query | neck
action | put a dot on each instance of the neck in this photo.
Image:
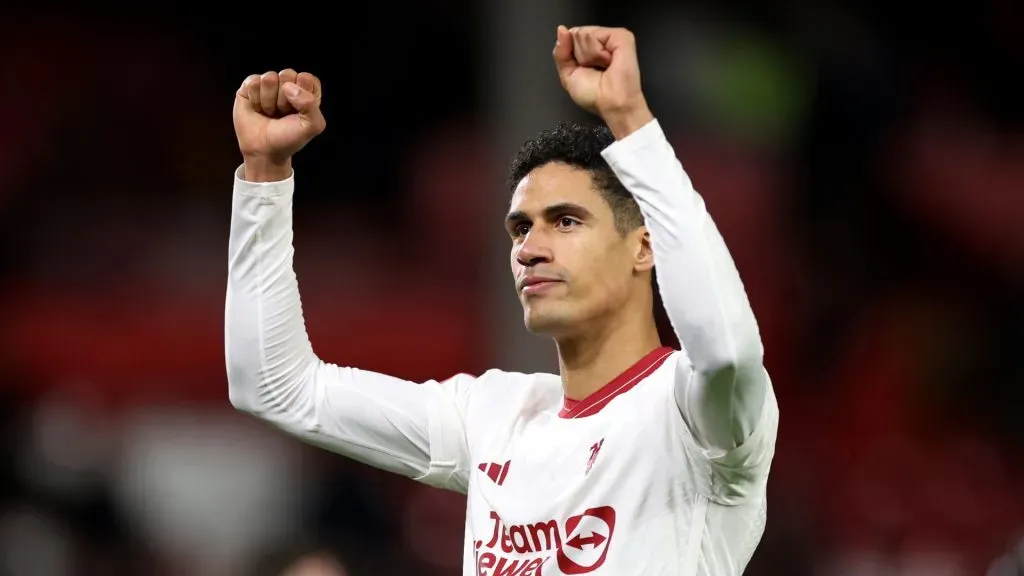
(589, 362)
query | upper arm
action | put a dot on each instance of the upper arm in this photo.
(414, 429)
(732, 418)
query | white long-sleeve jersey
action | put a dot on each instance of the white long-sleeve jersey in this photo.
(662, 471)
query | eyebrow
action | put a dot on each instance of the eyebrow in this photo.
(551, 212)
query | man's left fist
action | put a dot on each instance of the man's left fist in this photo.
(598, 68)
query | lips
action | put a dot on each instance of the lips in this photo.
(534, 284)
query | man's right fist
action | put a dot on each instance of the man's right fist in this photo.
(276, 114)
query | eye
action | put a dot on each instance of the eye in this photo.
(567, 221)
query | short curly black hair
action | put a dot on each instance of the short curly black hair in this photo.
(580, 146)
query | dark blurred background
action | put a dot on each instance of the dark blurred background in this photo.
(864, 162)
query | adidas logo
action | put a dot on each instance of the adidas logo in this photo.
(496, 471)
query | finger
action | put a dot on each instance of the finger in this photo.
(309, 83)
(589, 46)
(284, 77)
(244, 89)
(254, 95)
(268, 92)
(307, 106)
(562, 54)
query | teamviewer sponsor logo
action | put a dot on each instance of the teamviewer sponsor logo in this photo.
(578, 545)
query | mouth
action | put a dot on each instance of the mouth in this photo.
(538, 285)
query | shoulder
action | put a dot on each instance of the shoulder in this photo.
(500, 387)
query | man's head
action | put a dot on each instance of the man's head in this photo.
(573, 223)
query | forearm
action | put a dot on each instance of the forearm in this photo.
(269, 358)
(273, 374)
(722, 395)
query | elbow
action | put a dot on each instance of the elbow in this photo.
(242, 388)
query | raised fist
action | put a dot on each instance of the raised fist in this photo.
(276, 114)
(599, 70)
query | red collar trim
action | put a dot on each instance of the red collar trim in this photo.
(621, 384)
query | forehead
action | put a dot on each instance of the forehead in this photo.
(556, 183)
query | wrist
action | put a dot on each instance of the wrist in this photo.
(628, 119)
(260, 169)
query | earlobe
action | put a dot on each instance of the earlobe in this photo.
(645, 255)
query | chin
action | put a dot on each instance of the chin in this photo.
(546, 324)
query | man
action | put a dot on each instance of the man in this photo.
(637, 459)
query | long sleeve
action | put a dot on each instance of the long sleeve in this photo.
(723, 392)
(272, 373)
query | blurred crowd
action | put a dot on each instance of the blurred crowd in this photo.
(865, 167)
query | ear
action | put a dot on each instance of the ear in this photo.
(644, 257)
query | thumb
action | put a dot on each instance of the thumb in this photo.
(306, 105)
(564, 59)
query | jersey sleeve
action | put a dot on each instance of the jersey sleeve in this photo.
(722, 392)
(415, 429)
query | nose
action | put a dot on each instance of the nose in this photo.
(534, 250)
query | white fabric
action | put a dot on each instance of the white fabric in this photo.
(678, 485)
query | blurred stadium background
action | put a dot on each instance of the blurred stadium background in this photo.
(865, 163)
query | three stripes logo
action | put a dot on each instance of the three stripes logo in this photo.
(496, 471)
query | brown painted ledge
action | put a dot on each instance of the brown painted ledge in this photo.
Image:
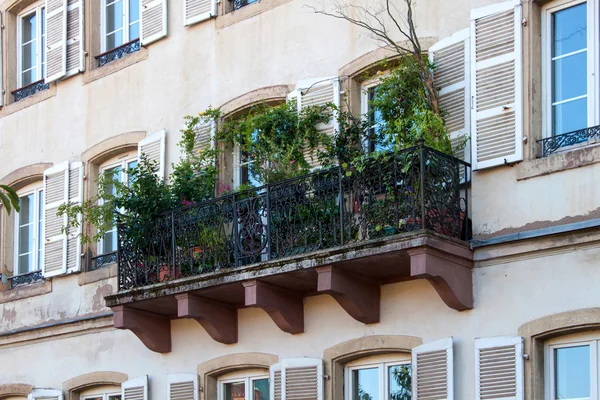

- - -

Copy the data from the line that contains "query | nose" through the end of the data, inclusive, and leave the pictures out of your copy.

query | nose
action | put a dot on each instance of the nose in this photo.
(534, 250)
query | white fabric
action | put a dot on each instance of the white fabric in this photo.
(678, 485)
query | blurred stadium background
action | put a dot on each instance of the blurred stadium background in this photo.
(865, 163)
query | three stripes logo
action | put a dot on each instance of the three stripes logo in this photo.
(496, 471)
query | brown painted ledge
action | put a dot on each instance of the brown painted ledge in this photo.
Image:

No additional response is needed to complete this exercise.